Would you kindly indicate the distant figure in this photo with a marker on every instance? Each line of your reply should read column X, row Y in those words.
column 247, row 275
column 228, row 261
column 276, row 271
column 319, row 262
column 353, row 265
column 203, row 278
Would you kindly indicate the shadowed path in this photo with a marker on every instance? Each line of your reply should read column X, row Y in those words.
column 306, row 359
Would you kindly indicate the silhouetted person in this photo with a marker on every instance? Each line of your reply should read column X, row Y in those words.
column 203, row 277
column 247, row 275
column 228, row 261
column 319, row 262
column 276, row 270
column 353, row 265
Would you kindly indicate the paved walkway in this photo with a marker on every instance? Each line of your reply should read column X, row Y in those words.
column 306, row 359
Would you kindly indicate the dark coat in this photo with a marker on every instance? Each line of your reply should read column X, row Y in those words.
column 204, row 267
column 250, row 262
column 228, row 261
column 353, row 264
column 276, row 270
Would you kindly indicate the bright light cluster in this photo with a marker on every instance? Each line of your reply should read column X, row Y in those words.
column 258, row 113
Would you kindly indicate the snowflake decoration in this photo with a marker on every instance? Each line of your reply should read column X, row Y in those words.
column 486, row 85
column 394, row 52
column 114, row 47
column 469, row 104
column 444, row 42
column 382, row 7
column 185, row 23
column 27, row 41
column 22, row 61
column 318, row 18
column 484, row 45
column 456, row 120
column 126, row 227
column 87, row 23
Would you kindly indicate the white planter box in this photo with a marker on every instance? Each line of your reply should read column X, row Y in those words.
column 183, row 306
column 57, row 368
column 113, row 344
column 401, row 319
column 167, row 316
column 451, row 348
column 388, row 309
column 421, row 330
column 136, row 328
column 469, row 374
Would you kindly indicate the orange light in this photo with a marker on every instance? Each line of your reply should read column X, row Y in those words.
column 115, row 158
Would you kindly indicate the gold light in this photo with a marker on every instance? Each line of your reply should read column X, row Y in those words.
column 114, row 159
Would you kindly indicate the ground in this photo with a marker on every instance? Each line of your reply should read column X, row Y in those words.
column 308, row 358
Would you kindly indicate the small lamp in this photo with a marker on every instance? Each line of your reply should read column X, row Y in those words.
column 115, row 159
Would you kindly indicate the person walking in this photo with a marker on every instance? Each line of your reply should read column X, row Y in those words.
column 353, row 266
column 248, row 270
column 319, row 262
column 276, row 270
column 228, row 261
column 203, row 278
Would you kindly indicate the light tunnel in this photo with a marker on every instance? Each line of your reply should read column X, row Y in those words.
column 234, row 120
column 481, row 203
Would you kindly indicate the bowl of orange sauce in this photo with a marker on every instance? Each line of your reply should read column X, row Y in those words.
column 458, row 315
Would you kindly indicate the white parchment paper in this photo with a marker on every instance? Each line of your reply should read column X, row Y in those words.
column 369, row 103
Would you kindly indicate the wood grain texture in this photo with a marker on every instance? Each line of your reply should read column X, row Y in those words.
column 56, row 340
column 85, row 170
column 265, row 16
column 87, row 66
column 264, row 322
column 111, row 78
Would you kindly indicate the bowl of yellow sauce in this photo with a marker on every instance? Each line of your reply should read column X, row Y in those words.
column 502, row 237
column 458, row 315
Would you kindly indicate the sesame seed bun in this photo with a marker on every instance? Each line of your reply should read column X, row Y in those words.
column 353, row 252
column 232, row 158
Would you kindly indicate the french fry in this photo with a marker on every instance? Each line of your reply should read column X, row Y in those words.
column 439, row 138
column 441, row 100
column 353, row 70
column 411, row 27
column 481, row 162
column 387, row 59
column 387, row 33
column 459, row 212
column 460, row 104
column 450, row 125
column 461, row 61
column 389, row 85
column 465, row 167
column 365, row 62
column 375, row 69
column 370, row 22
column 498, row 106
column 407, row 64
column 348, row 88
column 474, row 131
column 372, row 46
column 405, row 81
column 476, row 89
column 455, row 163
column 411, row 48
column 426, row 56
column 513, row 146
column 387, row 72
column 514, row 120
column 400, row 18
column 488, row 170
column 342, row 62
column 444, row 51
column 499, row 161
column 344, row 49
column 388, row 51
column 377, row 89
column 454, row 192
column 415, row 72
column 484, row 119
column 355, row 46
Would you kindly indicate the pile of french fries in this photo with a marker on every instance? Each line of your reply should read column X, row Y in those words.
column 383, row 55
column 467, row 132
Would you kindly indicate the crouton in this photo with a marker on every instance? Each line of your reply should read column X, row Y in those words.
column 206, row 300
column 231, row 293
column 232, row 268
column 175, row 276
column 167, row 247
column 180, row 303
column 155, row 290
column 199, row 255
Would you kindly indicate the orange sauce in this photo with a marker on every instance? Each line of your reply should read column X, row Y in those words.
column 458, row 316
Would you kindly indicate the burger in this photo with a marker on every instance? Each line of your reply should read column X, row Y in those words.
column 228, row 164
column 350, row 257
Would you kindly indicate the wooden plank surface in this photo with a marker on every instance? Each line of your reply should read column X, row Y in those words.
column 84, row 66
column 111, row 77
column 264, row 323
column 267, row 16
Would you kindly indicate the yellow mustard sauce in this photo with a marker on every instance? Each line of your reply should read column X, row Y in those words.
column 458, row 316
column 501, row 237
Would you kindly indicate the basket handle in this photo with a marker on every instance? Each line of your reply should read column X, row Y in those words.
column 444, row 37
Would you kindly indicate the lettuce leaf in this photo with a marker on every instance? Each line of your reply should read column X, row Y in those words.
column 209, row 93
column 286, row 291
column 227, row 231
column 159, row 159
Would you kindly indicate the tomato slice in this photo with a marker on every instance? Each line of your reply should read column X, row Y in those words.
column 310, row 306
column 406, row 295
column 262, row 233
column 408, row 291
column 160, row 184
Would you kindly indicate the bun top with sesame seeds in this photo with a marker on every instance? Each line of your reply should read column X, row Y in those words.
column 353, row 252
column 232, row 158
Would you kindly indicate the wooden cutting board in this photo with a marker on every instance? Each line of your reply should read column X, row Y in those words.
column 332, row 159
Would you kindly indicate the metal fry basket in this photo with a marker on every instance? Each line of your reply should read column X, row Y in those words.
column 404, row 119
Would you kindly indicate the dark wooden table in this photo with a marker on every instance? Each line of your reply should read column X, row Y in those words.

- **Task to complete**
Repeat the material word for word.

- **The answer**
Would you kindly indicate the distant figure in this photo with a marker on every instance? Each line of your reply should read column X, row Y in those words.
column 247, row 275
column 228, row 261
column 276, row 271
column 319, row 262
column 353, row 265
column 203, row 278
Would you kindly indicate the shadowed path in this photo with a marker on every instance? Each line of your reply should read column X, row Y in those words.
column 306, row 359
Would you kindly indicate the silhouetted person in this photo with a marker on every instance? Each line of your reply should read column X, row Y in those words.
column 203, row 277
column 247, row 275
column 228, row 261
column 319, row 262
column 276, row 270
column 353, row 265
Would you kindly indicate the paved walkway in this photo with a marker on every instance? Each line of your reply should read column X, row Y in those words.
column 306, row 359
Would you kindly indicate the dark coat in this photo with a marker on every instance? Each line of your reply should read column X, row Y in those words.
column 204, row 267
column 250, row 262
column 228, row 261
column 353, row 264
column 276, row 270
Would you kindly indicate the bright light cluster in this photo with a marker on every instance? Each line of your reply should read column X, row Y in those words.
column 258, row 113
Would you kindly indicate the snowflake decoration in this photo with a marker on every instance? Each line of your reply should read column X, row Y in those words.
column 486, row 85
column 394, row 52
column 114, row 47
column 469, row 104
column 444, row 42
column 382, row 7
column 185, row 23
column 27, row 41
column 22, row 61
column 318, row 18
column 484, row 45
column 456, row 120
column 126, row 227
column 87, row 23
Would you kindly indicate the white planter box in this photo with a marker on every instance? Each line of your reply should read column X, row Y in those words.
column 183, row 306
column 57, row 368
column 113, row 344
column 401, row 319
column 167, row 316
column 451, row 348
column 388, row 309
column 421, row 330
column 136, row 328
column 469, row 374
Would you kindly indicate the orange light in this photo with a marker on every instance? Each line of your reply should read column X, row Y in those words.
column 115, row 158
Would you kindly indicate the gold light in this photo with a marker on every instance? Each line of your reply should read column X, row Y in those words.
column 114, row 159
Would you kindly indicate the ground in this photo with a marker on every instance? Each line of your reply should read column X, row Y in those words.
column 308, row 358
Would you kindly indicate the small lamp in this photo with a marker on every instance? Each line of your reply should read column X, row Y in those words.
column 115, row 159
Would you kindly indicate the person walking in this photo with a marker on every instance? Each line of your reply should read column X, row Y in those words.
column 353, row 266
column 248, row 270
column 319, row 262
column 276, row 270
column 228, row 261
column 203, row 278
Would you kindly indicate the light tunnel in this photo with a marker on every instance? Each line of your reply should read column X, row Y in those words.
column 234, row 120
column 481, row 203
Would you kindly indicate the bowl of orange sauce in this photo with a marker on every instance? Each line of your reply should read column X, row Y in those words.
column 458, row 315
Would you kindly indicate the white parchment paper in this photo with a marker on every instance? Each line of your reply should read column X, row Y in those words.
column 369, row 103
Would you kindly indicate the wood grain texture in this photo with a marker on every instance? Each line of your reply should read column X, row Y in those words.
column 56, row 340
column 85, row 170
column 265, row 16
column 87, row 66
column 264, row 322
column 111, row 78
Would you kindly indicate the bowl of yellow sauce in this photo with a marker on every instance? Each line of your reply should read column X, row Y in those words.
column 502, row 237
column 458, row 315
Would you kindly indicate the sesame seed bun in this photo with a marker on every instance? Each line of your reply should read column X, row Y in those words.
column 353, row 252
column 232, row 158
Would you kindly indicate the french fry in this photo with a marker on every instance? Each line of your reply should read column X, row Y in those words.
column 439, row 138
column 441, row 100
column 353, row 70
column 411, row 27
column 481, row 162
column 387, row 59
column 387, row 33
column 459, row 212
column 460, row 104
column 450, row 125
column 461, row 61
column 389, row 85
column 465, row 167
column 365, row 62
column 375, row 69
column 370, row 22
column 498, row 106
column 407, row 64
column 348, row 88
column 474, row 131
column 372, row 46
column 405, row 81
column 476, row 89
column 455, row 163
column 411, row 48
column 426, row 56
column 513, row 146
column 387, row 72
column 514, row 120
column 400, row 18
column 488, row 170
column 342, row 62
column 444, row 51
column 499, row 161
column 344, row 49
column 388, row 51
column 377, row 89
column 454, row 192
column 415, row 72
column 484, row 119
column 355, row 46
Would you kindly indicate the pile of french fries in this photo with a marker on every instance? Each line of your reply should read column X, row Y in those words.
column 383, row 55
column 467, row 132
Would you kindly indicate the crouton in this photo with a marker on every instance? Each line of your reply should read column X, row Y in those words.
column 206, row 300
column 231, row 293
column 232, row 268
column 175, row 276
column 167, row 247
column 180, row 303
column 155, row 290
column 199, row 255
Would you kindly indicate the orange sauce in this photo with a marker on every instance? Each line of your reply should read column X, row Y in those words.
column 458, row 316
Would you kindly indicate the burger in this photo with a marker on every instance? Each line of your reply should read column X, row Y in those words.
column 228, row 164
column 350, row 257
Would you kindly indicate the wooden plank surface in this photo with a marker on every instance? Each line of your reply should read column X, row Y in those words.
column 84, row 66
column 111, row 77
column 264, row 323
column 267, row 16
Would you kindly indicate the yellow mustard sauce in this photo with a marker on every instance? Each line of your reply should read column X, row Y in those words.
column 458, row 316
column 501, row 237
Would you kindly indicate the basket handle in this photo with a marker on every instance? Each line of your reply should read column X, row Y in those words.
column 444, row 37
Would you kindly indicate the lettuce leaf in this photo with a marker on every instance? Each line of your reply should read column X, row Y in those words.
column 209, row 93
column 286, row 291
column 227, row 231
column 159, row 159
Would you kindly indicate the tomato slice in this photo with a marker on every instance? Each line of your reply should read column X, row Y in those words.
column 310, row 306
column 406, row 295
column 262, row 233
column 408, row 291
column 160, row 184
Would you kindly indicate the bun top with sesame seeds in this photo with a marker on every instance? Each line of your reply should read column X, row Y in those words.
column 353, row 252
column 232, row 158
Would you kindly indicate the wooden cutting board in this photo with a marker on every instance? Each line of your reply should read column X, row Y in those words.
column 332, row 159
Would you kindly indicate the metal fry basket in this photo with a marker on every instance? Each line of your reply should read column X, row Y in those words.
column 404, row 119
Would you kindly indicate the dark wooden table in this photo with a marker on every instance? Each line of your reply should read column X, row Y in those words.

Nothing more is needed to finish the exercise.